Annotated coordinate records:

-------

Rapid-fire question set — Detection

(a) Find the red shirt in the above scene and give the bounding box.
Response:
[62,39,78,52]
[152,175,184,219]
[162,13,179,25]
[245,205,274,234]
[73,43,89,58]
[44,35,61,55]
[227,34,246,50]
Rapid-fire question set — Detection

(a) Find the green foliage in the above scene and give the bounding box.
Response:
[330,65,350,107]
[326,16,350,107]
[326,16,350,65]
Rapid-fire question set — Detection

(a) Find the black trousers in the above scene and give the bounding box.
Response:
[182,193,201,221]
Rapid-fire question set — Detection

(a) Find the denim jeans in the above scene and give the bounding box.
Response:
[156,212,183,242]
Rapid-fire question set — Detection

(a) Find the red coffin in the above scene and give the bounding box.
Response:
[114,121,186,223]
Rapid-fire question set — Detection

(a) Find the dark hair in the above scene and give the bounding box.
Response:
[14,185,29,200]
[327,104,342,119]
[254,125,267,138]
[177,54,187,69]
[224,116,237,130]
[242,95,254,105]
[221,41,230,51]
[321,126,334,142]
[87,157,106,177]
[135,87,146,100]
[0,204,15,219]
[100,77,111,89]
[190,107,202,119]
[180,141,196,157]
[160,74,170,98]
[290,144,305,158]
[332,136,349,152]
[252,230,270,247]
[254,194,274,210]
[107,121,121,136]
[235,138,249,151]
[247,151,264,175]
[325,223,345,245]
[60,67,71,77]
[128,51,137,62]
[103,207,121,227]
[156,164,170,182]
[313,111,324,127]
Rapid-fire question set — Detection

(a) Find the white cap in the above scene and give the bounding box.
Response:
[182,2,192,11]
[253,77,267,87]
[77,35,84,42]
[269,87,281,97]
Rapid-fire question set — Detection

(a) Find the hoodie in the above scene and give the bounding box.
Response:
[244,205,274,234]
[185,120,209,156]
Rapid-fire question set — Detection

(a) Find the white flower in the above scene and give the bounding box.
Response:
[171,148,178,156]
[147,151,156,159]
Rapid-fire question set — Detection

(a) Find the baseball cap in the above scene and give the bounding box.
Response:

-------

EXERCISE INSTRUCTIONS
Can you write out the records again from their first line through the line containing "[114,121,186,223]", swapping "black trousers" for "dark pants" and leaving everything else unchanged?

RESPONSE TO THE TASK
Rapid-fire question set — Detection

(a) Find the red shirt in the above scene and give the bounding box.
Response:
[62,39,78,52]
[152,175,184,219]
[162,13,179,25]
[245,205,274,234]
[73,43,89,58]
[44,35,61,55]
[227,34,246,50]
Rapid-fire question set — Detection

(a) Find the green foliage in the above scene and give the bounding box.
Response:
[330,65,350,107]
[326,16,350,107]
[326,16,350,65]
Rapid-fire question set — Detection

(a) Find the dark pants in the above scene and give the bounding box.
Response:
[182,193,201,221]
Rapid-fire question set — Detection

(a) Find the denim jeans in the above scene and give the bounding box.
Response:
[156,212,183,242]
Rapid-fire question set — Detection

(a) Find the red coffin in the above scene and give the bounding box.
Response:
[114,121,186,223]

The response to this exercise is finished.